Reproduce, word for word, the stretch of the DBT therapist interview transcript from "Me: Thank you, Christina." through "you into it.".

## PROVIDED PASSAGE
·····

Me: Hi, so today's episode will be an interview from Christina Cummings. She is a DBT therapist from New Jersey and she will describe what that is in the episode, and this will be the first part of her interview. There will be several parts to her interview, and I hope you enjoy learning about her therapy. And comparing it to CBT therapy as well, which is Cognitive Behavioral Therapy. DBT stands for Dialectical Behavioral Therapy and we will be comparing those two throughout the interviews with her at me episodes that talk about that interview and also, Describing what DBT is and how it's different from CBT and I hope you learn some new things about how DBT helps people with NLD and how it's different from CBT and that this information will be helpful to you or to somebody that you know. So please enjoy this interview. Thank you. All right, so I am here today with Christina Cumming and she will begin by introducing herself. 

Christina: Hi, I'm Christina. I am a DBT therapist in New Jersey and I work with a few niches. Populations and one of them is individuals with NVLD. 

Me: Thank you, Christina. So I am really glad that you wanted to do this interview and that you work with NVLD people as that's one of the populations that I know needs help. And so I wanted to ask you how long you've been in DBT therapy and kind of what. Got you into it. 

Christina: I have been in the mental health field for 11 years, and along the way I found DBT. I was not looking for it. but it landed in my lap and that started about five years ago.  I. Always had a little bit of a grudge, for lack of a better term, against DBT because it's very intensive training.

Me: Mm-hmm.

Christina: And it really turns me off, the work turns me off because as a therapist you have to go through so much school and so much training to think of getting done. All of that to go back into training, really turned me off for a long time. And, I'm kind of jumping ahead a little bit, but I worked for an amazing nonprofit a few years back and I had the opportunity to go through a very rigorous training and had that be incorporated into, my working hours, which all of a sudden really lowered my defenses towards it and thought, well, if I'm working, I'm getting paid. I can do this additional training because it's within my 40 hour work week, and I fell in love. I really wasn't expecting to, but I found a lot of use out of it. And in some of the clients that I was working with that weren't making any progress, I was able to bring these techniques and skills to them and all of a sudden, There was change, there was movement forward where there was stagnation for so long.

·····

## GIVEN DATA
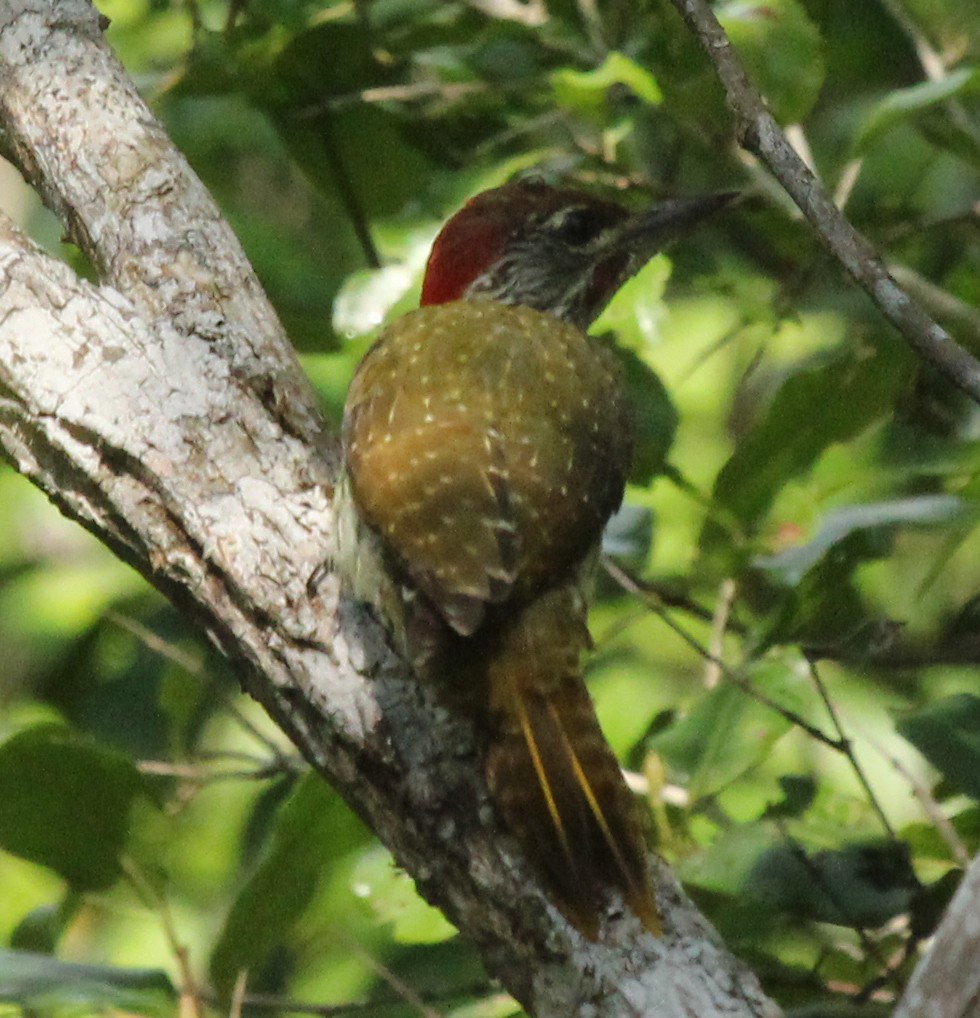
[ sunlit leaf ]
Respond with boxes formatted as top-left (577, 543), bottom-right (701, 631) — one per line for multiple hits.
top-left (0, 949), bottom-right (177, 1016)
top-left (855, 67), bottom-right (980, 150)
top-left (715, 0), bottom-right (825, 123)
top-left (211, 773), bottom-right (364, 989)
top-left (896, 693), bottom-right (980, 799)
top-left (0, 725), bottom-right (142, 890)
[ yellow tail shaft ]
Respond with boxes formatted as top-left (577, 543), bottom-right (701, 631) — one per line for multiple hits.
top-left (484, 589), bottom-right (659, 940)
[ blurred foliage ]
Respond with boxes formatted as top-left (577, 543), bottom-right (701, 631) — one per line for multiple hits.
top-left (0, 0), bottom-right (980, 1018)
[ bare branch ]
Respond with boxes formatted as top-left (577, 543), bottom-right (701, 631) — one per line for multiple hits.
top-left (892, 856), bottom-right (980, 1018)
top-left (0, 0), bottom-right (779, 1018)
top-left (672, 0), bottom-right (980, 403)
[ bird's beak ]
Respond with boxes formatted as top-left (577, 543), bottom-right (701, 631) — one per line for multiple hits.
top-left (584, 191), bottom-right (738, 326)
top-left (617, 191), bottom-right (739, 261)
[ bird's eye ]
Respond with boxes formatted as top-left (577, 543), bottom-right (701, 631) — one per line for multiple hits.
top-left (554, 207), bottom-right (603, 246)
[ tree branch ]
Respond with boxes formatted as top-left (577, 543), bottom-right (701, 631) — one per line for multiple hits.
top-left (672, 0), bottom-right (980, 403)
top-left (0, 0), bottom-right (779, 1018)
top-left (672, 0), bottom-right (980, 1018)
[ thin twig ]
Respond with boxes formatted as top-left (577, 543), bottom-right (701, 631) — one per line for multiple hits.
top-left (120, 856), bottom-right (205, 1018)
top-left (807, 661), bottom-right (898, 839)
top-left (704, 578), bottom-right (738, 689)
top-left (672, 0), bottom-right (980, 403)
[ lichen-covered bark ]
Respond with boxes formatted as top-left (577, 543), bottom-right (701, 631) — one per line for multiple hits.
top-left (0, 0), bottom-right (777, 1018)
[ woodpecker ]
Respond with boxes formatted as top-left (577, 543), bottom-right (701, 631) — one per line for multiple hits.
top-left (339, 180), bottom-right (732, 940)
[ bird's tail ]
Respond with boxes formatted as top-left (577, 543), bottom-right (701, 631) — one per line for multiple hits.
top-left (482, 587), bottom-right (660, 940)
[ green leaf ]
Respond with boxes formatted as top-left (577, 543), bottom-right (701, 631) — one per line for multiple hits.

·····

## EXPECTED ANSWER
Me: Thank you, Christina. So I am really glad that you wanted to do this interview and that you work with NVLD people as that's one of the populations that I know needs help. And so I wanted to ask you how long you've been in DBT therapy and kind of what. Got you into it.